__Text excerpt__
▬▬▬▬▬▬▬▬▬▬
If $\dot x=1$, then:

$$
\dot v_3=2x+3
$$

which is the ordinary derivative.

## Local Tangent Rules

Each primitive operation has a tangent rule.

| Operation | Primal | Tangent |
|---|---|---|
| addition | $z=x+y$ | $\dot z=\dot x+\dot y$ |
| subtraction | $z=x-y$ | $\dot z=\dot x-\dot y$ |
| multiplication | $z=xy$ | $\dot z=y\dot x+x\dot y$ |
| division | $z=x/y$ | $\dot z=(y\dot x-x\dot y)/y^2$ |
| sine | $z=\sin x$ | $\dot z=\cos(x)\dot x$ |
| exponential | $z=e^x$ | $\dot z=e^x\dot x$ |
| logarithm | $z=\log x$ | $\dot z=\dot x/x$ |

These rules are applied in the same order as the program.

## Tangent Seeding

The initial tangent determines the derivative being computed.
▬▬▬▬▬▬▬▬▬▬
__What the task asks__
Reproduce word for word the stretch of the passage on tangent rules from "Each primitive operation" through "as the program.". Rely only on the passage on tangent rules above.

__Entries supplied__
▬▬▬▬▬▬▬▬▬▬
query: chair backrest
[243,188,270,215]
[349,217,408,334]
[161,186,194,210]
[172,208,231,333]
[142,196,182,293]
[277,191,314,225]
▬▬▬▬▬▬▬▬▬▬
__Output for this exercise__
Each primitive operation has a tangent rule.

| Operation | Primal | Tangent |
|---|---|---|
| addition | $z=x+y$ | $\dot z=\dot x+\dot y$ |
| subtraction | $z=x-y$ | $\dot z=\dot x-\dot y$ |
| multiplication | $z=xy$ | $\dot z=y\dot x+x\dot y$ |
| division | $z=x/y$ | $\dot z=(y\dot x-x\dot y)/y^2$ |
| sine | $z=\sin x$ | $\dot z=\cos(x)\dot x$ |
| exponential | $z=e^x$ | $\dot z=e^x\dot x$ |
| logarithm | $z=\log x$ | $\dot z=\dot x/x$ |

These rules are applied in the same order as the program.